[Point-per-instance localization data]
=== Begin Enclosure ===

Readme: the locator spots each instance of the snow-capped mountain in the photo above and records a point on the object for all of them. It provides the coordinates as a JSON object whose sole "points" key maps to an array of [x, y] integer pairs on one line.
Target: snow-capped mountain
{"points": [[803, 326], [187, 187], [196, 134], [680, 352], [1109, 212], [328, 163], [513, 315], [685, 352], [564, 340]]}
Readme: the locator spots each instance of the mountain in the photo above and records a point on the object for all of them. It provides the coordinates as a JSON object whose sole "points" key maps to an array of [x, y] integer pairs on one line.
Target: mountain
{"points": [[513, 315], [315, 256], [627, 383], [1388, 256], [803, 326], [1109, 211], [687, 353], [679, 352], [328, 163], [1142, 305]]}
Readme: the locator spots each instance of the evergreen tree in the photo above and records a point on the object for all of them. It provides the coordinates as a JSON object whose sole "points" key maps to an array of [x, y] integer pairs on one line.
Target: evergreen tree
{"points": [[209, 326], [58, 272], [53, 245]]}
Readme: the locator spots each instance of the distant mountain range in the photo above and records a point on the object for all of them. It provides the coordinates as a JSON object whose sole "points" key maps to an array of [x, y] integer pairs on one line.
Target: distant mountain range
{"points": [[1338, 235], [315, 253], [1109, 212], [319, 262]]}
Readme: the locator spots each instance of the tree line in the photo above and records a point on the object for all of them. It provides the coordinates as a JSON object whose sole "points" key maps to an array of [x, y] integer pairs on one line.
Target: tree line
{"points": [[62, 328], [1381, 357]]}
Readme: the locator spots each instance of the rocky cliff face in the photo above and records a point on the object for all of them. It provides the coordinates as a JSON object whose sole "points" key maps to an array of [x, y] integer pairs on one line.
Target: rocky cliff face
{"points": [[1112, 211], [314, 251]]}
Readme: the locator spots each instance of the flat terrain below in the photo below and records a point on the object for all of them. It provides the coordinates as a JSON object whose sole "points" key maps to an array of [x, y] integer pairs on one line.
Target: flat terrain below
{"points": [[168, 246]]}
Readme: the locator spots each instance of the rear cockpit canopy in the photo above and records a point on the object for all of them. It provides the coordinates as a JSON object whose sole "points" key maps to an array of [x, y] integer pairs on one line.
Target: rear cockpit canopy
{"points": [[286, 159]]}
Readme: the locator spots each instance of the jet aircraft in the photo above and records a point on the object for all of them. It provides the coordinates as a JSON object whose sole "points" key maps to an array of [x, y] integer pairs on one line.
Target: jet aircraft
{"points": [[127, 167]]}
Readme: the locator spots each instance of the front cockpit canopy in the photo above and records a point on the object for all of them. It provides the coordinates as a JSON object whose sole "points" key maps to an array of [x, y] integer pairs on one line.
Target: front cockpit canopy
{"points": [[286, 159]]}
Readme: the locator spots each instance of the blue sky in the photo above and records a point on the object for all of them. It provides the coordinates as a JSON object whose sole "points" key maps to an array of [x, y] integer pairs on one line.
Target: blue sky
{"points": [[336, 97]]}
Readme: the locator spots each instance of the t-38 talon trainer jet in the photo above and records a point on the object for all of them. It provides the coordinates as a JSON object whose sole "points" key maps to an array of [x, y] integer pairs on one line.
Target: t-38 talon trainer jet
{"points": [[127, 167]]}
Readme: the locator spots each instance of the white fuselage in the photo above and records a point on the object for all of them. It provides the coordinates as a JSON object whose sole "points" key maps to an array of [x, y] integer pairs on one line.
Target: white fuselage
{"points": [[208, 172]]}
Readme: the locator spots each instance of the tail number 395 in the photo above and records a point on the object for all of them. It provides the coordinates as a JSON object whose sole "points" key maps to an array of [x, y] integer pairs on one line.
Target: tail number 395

=== End Enclosure ===

Down to the last line, give the records again exactly.

> **EXERCISE ANSWER**
Readme: the locator spots each instance of the snow-capped mountain in the photo above and records a point on the object for all of them. It provides the coordinates as a JSON object whose sole "points" key maps to an array of [x, y] integer pairs on one line.
Target: snow-capped mountain
{"points": [[803, 326], [187, 187], [196, 134], [680, 352], [1109, 212], [328, 163], [513, 315], [685, 352], [564, 340]]}
Readme: the locator spots each instance of the mountain in the photo above and records a point on the object for all of them. It provides the coordinates as a JSON object whose sole "points" key maps to an array of [x, y] integer pairs on one line.
Target: mountain
{"points": [[513, 315], [315, 256], [627, 383], [1388, 256], [803, 326], [1109, 211], [687, 353], [679, 352], [328, 163], [1142, 305]]}
Readme: the locator spots each instance of the evergreen tree in the photo above and records a point on the object for all of them. It provides the coordinates as a JSON object whose sole "points" key maps to an array of [x, y] integer pairs on one line.
Target: evergreen tree
{"points": [[209, 326], [58, 272], [53, 245]]}
Readme: the locator spots each instance of the distant mountain range in the photo above and records a point on the object for all of them. It provides the coordinates as a JSON object whose sole "points" key maps to an array of [x, y] integer pairs on one line.
Target: distant mountain range
{"points": [[1338, 235], [315, 253], [1109, 212], [319, 262]]}
Readme: the locator spots each instance of the tree line in the photo above and records a point on the object for all of them. It provides the coordinates as a JSON object whose sole "points" key maps to an array of [x, y] integer pairs on one line.
Target: tree line
{"points": [[62, 328], [1381, 357]]}
Readme: the locator spots each instance of the rocky cliff face in the photo above and records a point on the object for all of them. It provides the coordinates as a JSON object whose sole "points" key maps to an array of [x, y] integer pairs on one line.
Target: rocky cliff face
{"points": [[1112, 211], [314, 251]]}
Readme: the locator spots each instance of the flat terrain below in the photo below and records a point on the object for all of them. It provides the coordinates as a JSON object whose sole "points" key maps to an array of [x, y] integer pairs on one line.
Target: flat terrain below
{"points": [[168, 246]]}
Readme: the locator spots each instance of the rear cockpit canopy in the photo above and records a point on the object for all of them. It provides the coordinates as a JSON object whose sole "points" key maps to an array of [x, y] integer pairs on one line.
Target: rear cockpit canopy
{"points": [[286, 159]]}
Readme: the locator spots each instance of the jet aircraft in the photo above and records a point on the object for all of them. It provides the coordinates as a JSON object whose sole "points" key maps to an array of [x, y] integer pairs on one line.
Target: jet aircraft
{"points": [[127, 167]]}
Readme: the locator spots each instance of the front cockpit canopy in the photo above and records a point on the object for all of them. It provides the coordinates as a JSON object whose sole "points" key maps to an array of [x, y] integer pairs on one line.
Target: front cockpit canopy
{"points": [[286, 159]]}
Readme: the locator spots each instance of the blue sky in the photo above and records a point on the object for all of them. It provides the coordinates as a JSON object whose sole "points" key maps to an array of [x, y] integer pairs on one line.
Target: blue sky
{"points": [[336, 97]]}
Readme: the locator spots each instance of the t-38 talon trainer jet in the photo above and records a point on the object for all of them. It provides the coordinates as a JSON object whose sole "points" key maps to an array of [x, y] integer pairs on one line.
Target: t-38 talon trainer jet
{"points": [[127, 167]]}
Readme: the locator spots each instance of the white fuselage in the photo above and records a point on the object for all of them. It provides the coordinates as a JSON object whose sole "points" key maps to an array of [x, y] integer pairs on one line.
Target: white fuselage
{"points": [[208, 172]]}
Readme: the locator spots each instance of the tail number 395 in the photo above and records a point on the object for all of them. It provides the coordinates as a JSON object whose sole "points" key maps to an array of [x, y] integer pairs on one line.
Target: tail number 395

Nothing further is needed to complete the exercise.